_Problem to solve:_
Reproduce verbatim the lines of the records from the line with "query: the noun phrase to segment: priest's" to the line with "Trace the outline of every instance of the priest's", including both.

_Listed entries:_
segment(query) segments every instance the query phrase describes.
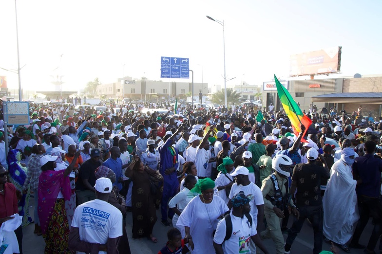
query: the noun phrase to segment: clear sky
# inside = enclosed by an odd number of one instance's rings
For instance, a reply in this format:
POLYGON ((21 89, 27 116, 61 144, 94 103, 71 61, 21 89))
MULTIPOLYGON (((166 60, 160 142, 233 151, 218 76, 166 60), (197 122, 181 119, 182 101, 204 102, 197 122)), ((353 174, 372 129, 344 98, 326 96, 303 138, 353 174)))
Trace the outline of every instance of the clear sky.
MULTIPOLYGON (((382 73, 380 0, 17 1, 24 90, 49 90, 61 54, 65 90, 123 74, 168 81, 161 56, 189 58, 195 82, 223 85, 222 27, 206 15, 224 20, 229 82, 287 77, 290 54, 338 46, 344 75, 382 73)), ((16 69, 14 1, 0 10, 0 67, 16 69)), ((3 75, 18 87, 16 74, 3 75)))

--

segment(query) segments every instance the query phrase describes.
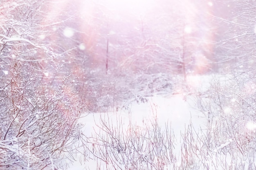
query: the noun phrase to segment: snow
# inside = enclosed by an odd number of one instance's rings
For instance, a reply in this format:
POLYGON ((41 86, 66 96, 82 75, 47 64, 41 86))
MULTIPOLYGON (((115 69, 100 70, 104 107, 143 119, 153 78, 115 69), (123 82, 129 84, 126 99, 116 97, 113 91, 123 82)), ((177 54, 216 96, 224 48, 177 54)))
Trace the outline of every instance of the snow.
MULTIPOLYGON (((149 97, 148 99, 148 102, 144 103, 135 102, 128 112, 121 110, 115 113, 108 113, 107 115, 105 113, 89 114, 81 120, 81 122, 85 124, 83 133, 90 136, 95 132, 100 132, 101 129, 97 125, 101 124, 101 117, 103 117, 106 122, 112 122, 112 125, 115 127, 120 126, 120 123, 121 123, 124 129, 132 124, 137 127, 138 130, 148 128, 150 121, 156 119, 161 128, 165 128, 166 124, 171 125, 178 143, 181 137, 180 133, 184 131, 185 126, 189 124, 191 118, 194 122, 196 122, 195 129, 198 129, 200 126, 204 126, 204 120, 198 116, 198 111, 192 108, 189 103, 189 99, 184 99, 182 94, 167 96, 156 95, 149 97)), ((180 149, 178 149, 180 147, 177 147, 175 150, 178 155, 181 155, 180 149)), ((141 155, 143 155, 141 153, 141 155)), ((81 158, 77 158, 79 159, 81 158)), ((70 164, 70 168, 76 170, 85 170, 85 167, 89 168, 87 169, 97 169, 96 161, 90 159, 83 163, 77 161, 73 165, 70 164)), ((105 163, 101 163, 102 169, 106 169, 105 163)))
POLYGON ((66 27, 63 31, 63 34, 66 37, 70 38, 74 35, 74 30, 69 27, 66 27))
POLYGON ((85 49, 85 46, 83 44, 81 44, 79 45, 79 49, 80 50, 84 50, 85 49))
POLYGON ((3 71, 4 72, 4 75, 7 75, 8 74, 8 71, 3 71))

...

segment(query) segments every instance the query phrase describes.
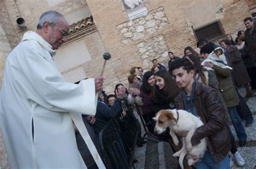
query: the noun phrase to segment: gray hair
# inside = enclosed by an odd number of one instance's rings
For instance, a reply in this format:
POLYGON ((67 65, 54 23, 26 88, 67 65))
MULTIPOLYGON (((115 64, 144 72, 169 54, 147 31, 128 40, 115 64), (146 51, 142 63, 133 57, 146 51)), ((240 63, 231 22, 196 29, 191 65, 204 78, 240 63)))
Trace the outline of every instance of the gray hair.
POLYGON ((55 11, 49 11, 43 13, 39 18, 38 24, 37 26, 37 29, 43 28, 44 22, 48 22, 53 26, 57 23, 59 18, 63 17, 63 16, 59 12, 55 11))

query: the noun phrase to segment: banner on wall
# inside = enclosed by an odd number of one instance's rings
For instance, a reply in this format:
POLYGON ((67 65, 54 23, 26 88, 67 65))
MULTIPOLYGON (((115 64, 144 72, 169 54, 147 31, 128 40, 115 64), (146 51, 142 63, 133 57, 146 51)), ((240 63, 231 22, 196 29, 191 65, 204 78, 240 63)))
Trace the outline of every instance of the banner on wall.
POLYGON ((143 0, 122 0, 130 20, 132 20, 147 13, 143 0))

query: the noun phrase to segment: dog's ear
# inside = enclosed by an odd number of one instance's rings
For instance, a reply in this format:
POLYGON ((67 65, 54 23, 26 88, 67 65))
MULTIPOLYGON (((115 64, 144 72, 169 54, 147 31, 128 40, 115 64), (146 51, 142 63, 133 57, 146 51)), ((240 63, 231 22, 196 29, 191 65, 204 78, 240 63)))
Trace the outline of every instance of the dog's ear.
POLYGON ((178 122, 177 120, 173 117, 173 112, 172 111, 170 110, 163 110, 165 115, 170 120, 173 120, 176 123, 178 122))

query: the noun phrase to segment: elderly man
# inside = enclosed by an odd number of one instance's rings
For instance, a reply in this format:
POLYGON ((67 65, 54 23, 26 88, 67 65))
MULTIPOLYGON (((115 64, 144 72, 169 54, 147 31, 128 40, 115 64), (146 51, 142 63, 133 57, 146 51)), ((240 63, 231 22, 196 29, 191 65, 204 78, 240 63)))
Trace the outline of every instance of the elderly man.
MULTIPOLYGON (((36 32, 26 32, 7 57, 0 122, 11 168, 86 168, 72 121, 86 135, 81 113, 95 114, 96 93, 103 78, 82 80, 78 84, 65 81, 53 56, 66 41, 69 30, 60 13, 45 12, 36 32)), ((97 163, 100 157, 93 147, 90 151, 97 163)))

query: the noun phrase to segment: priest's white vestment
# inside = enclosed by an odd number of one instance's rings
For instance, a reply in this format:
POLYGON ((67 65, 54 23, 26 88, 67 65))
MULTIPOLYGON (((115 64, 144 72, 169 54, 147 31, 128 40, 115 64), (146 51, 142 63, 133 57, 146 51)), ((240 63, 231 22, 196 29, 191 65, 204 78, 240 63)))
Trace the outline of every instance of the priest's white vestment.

_Task result:_
query: the noun phrase to segment: priest's white vestment
# inside = enclosed by an odd number of one instance's rings
For instance, a reply in this format:
POLYGON ((67 65, 54 23, 26 88, 67 65))
MULTIPOLYGON (((115 64, 144 72, 169 54, 147 31, 128 40, 115 64), (146 51, 142 63, 133 57, 146 51)), ((240 63, 231 22, 196 29, 191 65, 204 78, 240 63)))
Trace the outline of every instance of the priest's white vestment.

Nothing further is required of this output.